::: Document passage :::

Lemma 32.20.3. Let $S$ be a scheme. Let $U \subset S$ be a retrocompact open. Let $s \in S$ be a point in the complement of $U$. With $V = \mathop{\mathrm{Spec}}(\mathcal{O}_{S, s}) \cap U$ there is an equivalence of categories

$\mathop{\mathrm{colim}}\nolimits _{s \in U' \supset U\text{ open}} \left\{ \vcenter { \xymatrix{ X \ar[d] \\ U' } } \right\} \longrightarrow \left\{ \vcenter { \xymatrix{ X' \ar[d] & Y' \ar[d] \ar[l] \ar[r] & Y \ar[d] \\ U & V \ar[l] \ar[r] & \mathop{\mathrm{Spec}}(\mathcal{O}_{S, s}) } } \right\}$

where on the left hand side the vertical arrow is of finite presentation and on the right hand side we consider commutative diagrams whose squares are cartesian and whose vertical arrows are of finite presentation.

::: Extracted entries :::

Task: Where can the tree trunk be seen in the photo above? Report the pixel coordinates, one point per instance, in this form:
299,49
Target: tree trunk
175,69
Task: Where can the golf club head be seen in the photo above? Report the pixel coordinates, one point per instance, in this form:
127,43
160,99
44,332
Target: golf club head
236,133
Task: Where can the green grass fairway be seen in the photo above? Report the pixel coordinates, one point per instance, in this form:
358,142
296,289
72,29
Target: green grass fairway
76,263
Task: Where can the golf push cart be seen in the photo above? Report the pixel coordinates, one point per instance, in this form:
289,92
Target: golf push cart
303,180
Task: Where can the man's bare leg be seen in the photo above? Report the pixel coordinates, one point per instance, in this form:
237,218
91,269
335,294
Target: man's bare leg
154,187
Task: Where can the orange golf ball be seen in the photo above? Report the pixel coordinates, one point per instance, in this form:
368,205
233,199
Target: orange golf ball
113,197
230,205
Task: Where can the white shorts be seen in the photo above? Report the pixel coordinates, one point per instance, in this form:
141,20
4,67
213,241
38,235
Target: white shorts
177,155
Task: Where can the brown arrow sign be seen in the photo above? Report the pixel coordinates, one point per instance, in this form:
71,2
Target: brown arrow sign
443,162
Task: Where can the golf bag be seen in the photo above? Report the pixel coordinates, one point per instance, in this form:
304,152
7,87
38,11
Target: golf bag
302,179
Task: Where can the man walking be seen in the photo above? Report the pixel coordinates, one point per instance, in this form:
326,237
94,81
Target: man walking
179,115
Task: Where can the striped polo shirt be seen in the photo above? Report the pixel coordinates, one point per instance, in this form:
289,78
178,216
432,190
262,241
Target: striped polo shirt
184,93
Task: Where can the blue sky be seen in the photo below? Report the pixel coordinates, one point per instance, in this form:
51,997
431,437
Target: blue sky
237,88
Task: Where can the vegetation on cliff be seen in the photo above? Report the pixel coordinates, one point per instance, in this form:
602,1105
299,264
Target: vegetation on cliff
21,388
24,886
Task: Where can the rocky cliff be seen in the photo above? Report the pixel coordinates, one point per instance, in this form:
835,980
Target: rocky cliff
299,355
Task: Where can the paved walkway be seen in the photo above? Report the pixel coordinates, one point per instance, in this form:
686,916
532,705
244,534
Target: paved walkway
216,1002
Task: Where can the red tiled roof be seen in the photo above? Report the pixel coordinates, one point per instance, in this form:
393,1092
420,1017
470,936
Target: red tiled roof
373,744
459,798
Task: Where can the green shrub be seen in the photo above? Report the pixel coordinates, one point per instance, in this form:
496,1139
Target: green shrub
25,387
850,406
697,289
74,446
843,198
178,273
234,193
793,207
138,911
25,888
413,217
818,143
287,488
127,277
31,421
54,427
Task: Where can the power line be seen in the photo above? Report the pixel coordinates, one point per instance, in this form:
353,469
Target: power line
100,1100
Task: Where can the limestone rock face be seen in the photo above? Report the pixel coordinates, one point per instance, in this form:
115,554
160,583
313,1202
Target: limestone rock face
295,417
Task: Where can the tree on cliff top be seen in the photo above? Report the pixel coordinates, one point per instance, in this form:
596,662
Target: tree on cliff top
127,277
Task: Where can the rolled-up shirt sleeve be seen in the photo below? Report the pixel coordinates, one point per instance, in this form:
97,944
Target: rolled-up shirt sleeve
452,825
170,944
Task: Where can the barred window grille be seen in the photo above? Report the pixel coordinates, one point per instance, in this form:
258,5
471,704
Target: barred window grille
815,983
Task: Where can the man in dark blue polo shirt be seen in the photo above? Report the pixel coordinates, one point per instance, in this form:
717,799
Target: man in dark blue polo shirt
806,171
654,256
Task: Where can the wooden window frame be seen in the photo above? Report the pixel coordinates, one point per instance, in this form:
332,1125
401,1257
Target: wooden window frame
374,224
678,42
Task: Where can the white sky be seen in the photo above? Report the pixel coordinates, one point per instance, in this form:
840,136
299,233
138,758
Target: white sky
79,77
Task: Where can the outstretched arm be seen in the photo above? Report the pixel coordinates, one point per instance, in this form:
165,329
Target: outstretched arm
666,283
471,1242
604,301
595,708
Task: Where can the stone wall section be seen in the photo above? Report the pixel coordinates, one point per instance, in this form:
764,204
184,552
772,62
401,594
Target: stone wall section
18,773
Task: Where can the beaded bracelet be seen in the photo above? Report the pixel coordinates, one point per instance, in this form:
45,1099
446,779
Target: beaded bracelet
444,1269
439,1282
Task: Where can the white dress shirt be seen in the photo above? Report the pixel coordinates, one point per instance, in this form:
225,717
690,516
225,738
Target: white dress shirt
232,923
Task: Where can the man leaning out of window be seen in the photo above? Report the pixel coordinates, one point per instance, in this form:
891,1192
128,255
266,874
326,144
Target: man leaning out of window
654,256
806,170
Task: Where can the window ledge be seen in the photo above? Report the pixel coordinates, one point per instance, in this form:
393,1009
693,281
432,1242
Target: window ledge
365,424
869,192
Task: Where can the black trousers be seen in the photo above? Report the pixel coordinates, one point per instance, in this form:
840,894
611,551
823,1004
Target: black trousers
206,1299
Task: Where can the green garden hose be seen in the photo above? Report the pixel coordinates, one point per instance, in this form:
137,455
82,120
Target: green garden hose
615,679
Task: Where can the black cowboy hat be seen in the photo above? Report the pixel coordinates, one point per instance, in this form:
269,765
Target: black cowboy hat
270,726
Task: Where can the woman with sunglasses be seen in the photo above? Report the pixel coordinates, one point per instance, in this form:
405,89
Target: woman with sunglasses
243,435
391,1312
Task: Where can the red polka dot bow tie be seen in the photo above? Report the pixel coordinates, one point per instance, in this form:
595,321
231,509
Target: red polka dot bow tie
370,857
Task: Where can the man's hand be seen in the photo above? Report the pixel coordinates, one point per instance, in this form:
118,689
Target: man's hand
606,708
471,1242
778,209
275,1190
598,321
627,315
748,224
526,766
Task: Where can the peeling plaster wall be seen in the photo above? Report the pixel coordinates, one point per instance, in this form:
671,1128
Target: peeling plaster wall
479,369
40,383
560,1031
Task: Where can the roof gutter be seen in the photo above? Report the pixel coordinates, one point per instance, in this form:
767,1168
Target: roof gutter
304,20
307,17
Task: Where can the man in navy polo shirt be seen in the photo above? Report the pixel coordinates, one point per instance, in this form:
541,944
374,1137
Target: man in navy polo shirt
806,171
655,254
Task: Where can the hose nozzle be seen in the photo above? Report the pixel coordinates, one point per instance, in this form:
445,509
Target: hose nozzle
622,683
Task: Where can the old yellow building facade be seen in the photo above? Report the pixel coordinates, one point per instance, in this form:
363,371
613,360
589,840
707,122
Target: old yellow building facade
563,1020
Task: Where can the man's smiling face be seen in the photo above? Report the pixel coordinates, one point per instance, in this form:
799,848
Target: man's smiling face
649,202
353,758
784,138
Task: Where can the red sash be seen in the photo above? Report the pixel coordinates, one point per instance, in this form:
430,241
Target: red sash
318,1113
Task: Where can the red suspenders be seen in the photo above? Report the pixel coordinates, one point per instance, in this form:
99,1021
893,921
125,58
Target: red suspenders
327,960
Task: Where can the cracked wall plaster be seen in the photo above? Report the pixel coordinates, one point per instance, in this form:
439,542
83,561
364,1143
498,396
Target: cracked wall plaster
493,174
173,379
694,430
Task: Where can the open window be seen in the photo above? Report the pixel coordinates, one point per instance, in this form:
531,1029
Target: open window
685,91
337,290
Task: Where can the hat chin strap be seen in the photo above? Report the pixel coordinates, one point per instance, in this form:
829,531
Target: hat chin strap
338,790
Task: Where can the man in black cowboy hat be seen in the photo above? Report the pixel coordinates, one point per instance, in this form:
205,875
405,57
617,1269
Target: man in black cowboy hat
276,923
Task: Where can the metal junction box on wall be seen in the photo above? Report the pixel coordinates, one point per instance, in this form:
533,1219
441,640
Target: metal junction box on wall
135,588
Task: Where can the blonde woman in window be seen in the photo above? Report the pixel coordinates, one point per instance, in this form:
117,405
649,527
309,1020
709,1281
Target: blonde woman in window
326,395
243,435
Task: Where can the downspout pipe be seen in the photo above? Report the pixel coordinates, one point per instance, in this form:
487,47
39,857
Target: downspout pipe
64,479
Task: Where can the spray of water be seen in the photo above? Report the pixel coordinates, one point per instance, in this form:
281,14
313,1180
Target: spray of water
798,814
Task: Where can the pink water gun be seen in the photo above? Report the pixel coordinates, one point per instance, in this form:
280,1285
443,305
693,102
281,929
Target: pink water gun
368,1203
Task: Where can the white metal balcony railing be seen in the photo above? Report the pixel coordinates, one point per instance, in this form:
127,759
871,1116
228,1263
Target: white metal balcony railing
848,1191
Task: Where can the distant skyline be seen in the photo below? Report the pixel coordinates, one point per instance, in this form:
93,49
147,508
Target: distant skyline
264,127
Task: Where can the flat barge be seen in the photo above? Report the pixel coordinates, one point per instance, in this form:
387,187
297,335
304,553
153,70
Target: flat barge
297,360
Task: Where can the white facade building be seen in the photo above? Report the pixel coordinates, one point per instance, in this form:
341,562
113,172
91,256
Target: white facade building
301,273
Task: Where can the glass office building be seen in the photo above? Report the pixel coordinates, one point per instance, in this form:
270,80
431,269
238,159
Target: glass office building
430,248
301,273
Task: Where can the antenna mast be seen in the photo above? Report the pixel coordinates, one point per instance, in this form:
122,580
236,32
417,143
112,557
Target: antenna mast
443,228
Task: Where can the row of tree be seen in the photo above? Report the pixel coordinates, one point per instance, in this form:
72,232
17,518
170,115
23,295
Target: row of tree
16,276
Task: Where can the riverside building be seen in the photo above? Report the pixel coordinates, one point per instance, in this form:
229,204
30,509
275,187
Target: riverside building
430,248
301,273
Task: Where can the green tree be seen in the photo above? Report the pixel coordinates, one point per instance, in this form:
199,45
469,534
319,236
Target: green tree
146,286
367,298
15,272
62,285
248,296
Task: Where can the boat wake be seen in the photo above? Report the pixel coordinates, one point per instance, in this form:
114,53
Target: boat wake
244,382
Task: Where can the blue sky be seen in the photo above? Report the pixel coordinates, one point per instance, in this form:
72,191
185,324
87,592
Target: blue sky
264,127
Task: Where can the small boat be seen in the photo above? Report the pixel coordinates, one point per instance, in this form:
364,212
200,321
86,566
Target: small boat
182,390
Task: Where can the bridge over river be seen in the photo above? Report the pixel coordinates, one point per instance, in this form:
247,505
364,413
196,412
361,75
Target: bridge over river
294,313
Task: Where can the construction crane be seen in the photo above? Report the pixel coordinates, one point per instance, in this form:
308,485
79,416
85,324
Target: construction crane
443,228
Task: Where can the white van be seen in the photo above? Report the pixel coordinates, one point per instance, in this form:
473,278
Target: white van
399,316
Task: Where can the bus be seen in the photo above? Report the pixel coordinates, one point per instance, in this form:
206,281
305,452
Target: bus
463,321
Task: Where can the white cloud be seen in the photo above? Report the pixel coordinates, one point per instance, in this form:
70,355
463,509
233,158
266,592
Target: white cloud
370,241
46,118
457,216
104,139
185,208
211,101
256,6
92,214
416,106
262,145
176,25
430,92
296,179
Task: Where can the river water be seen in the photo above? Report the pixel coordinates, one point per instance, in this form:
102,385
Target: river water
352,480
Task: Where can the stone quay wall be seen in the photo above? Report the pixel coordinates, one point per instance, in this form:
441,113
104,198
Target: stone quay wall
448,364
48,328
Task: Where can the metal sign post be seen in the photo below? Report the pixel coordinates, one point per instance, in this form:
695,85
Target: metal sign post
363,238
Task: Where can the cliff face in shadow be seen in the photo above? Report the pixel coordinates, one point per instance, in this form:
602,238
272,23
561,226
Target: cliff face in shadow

:::

# What is required
Copy everything in the lemma above from "Lemma 32.20.3. Let" down to "of finite presentation.".

# Correct output
Lemma 32.20.3. Let $S$ be a scheme. Let $U \subset S$ be a retrocompact open. Let $s \in S$ be a point in the complement of $U$. With $V = \mathop{\mathrm{Spec}}(\mathcal{O}_{S, s}) \cap U$ there is an equivalence of categories

$\mathop{\mathrm{colim}}\nolimits _{s \in U' \supset U\text{ open}} \left\{ \vcenter { \xymatrix{ X \ar[d] \\ U' } } \right\} \longrightarrow \left\{ \vcenter { \xymatrix{ X' \ar[d] & Y' \ar[d] \ar[l] \ar[r] & Y \ar[d] \\ U & V \ar[l] \ar[r] & \mathop{\mathrm{Spec}}(\mathcal{O}_{S, s}) } } \right\}$

where on the left hand side the vertical arrow is of finite presentation and on the right hand side we consider commutative diagrams whose squares are cartesian and whose vertical arrows are of finite presentation.